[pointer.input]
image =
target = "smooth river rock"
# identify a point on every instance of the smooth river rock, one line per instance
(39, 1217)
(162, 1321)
_ _ _
The whole listing above should be copied out exactly.

[pointer.input]
image =
target = "smooth river rock"
# identify a point on every instance of the smooth river rock, one line per instance
(39, 1217)
(162, 1321)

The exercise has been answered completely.